THINGS TO DO:
1. Answer these questions from the news item on the RACGP's Northern Territory tour:
(a) Which two places in the Northern Territory does the tour include?
(b) What position does Dr Bruce Willett hold at the RACGP?
(c) Where do patients end up when they lack access to general practice care?
2. Render this sentence from the news item on the RACGP's Northern Territory tour in Spanish: "Everyone deserves access to high-quality general practice care, regardless of their postcode."
3. Write what comes next in the news item on the RACGP's Northern Territory tour, starting after its final sentence.

SELECTED EXTRACT:
◇ ◇ ◇ ◇ ◇

The Royal Australian College of General Practitioners (RACGP) will tour key locations this week in the Northern Territory, including Alice Springs and Central Australia, to understand GP workforce concerns.
The RACGP said its mission is to learn from stakeholders in health care settings what challenges face the NT’s workforce and local communities.
RACGP vice president Dr Bruce Willett said that the RACGP understood the serious impact that a doctor shortage had on primary care services in the NT.
“There are simply not enough GPs in the training and practising across the state, particularly in rural and remote areas,” Willet said.
“Everyone deserves access to high-quality general practice care, regardless of their postcode. Without this, we see patients end up in hospital with much worse health issues that could have been managed in general practice.”

◇ ◇ ◇ ◇ ◇

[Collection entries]
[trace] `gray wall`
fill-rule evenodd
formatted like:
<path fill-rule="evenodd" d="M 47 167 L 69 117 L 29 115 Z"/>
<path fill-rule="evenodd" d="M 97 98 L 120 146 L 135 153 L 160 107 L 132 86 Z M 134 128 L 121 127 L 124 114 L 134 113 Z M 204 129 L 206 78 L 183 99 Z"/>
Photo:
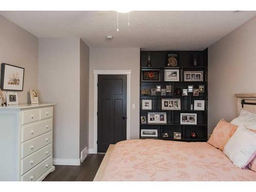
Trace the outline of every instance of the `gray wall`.
<path fill-rule="evenodd" d="M 28 92 L 37 89 L 38 39 L 0 15 L 0 63 L 25 69 L 24 91 L 19 92 L 20 103 L 28 102 Z"/>
<path fill-rule="evenodd" d="M 90 49 L 80 40 L 79 151 L 89 146 Z M 81 153 L 80 153 L 80 154 Z"/>
<path fill-rule="evenodd" d="M 89 148 L 93 144 L 93 70 L 131 70 L 131 138 L 139 137 L 140 49 L 91 48 L 90 50 Z M 132 109 L 133 103 L 135 109 Z"/>
<path fill-rule="evenodd" d="M 256 17 L 208 48 L 208 133 L 236 117 L 236 93 L 256 93 Z"/>
<path fill-rule="evenodd" d="M 79 158 L 80 39 L 39 38 L 40 101 L 56 103 L 53 158 Z"/>

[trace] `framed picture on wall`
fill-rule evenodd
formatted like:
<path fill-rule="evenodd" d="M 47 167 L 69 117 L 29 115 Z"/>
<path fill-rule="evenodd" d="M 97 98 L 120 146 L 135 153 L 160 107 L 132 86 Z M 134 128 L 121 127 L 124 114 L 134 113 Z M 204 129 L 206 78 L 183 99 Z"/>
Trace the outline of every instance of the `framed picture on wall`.
<path fill-rule="evenodd" d="M 23 91 L 24 68 L 2 63 L 1 88 L 2 90 Z"/>

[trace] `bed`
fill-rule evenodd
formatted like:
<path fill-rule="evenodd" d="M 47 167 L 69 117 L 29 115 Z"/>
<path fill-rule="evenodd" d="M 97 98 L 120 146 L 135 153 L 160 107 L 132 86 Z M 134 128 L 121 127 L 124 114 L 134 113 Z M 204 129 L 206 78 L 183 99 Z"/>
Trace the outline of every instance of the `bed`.
<path fill-rule="evenodd" d="M 255 181 L 256 172 L 234 166 L 207 142 L 137 139 L 111 145 L 94 181 Z"/>

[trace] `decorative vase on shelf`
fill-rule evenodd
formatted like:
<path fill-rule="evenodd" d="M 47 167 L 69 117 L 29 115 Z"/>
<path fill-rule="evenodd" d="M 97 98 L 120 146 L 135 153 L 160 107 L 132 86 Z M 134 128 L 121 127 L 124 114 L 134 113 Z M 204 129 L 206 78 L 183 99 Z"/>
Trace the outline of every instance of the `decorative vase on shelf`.
<path fill-rule="evenodd" d="M 197 138 L 197 135 L 195 130 L 192 131 L 192 133 L 190 134 L 190 137 L 192 139 L 196 139 Z"/>
<path fill-rule="evenodd" d="M 147 63 L 146 65 L 147 67 L 152 67 L 152 65 L 151 65 L 151 55 L 150 54 L 150 53 L 148 52 L 148 54 L 147 54 Z"/>

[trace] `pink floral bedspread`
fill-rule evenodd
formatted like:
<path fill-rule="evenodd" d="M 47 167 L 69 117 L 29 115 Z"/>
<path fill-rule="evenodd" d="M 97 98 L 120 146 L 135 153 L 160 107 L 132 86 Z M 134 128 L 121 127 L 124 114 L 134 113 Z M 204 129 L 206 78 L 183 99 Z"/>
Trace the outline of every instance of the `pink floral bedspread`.
<path fill-rule="evenodd" d="M 256 181 L 206 142 L 155 139 L 117 143 L 102 181 Z"/>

◇ ◇ ◇ ◇ ◇

ANSWERS TO THE TASKS:
1.
(a) Alice Springs and Central Australia
(b) Vice president
(c) In hospital, with much worse health issues that could have been managed in general practice

2. Todas las personas merecen acceso a una atención de medicina general de alta calidad, independientemente de su código postal.

3.
As part of a new transition plan, specialists colleges will once again be responsible for delivery of the Australian General Practice Training Program (AGPT). RACGP rural chair Dr Michael Clements said this change would improve the distribution and placements of GPs Australia wide.
“Nobody understands the problems better than the GPs who are out there working hard in rural and remote communities,” Clements said.
A blueprint for general practice training published by the RACGP in April also outlines a plan to attract more medicine graduates into GP roles that will see them trained in communities where they are most needed.
Willett and Clements issued a statement outlining their plans to meet with stakeholders from the Northern Territory Primary Healthcare Network, Northern Territory General Practice Education, and the territory chief health officer Dr Hugh Heggie this week.
Meetings have also been scheduled with Central Australian Aboriginal Congress medical director Dr Sam Heard and with community leaders from local GP practices and the Ltyentye Apurte (Santa Teresa) Indigenous community.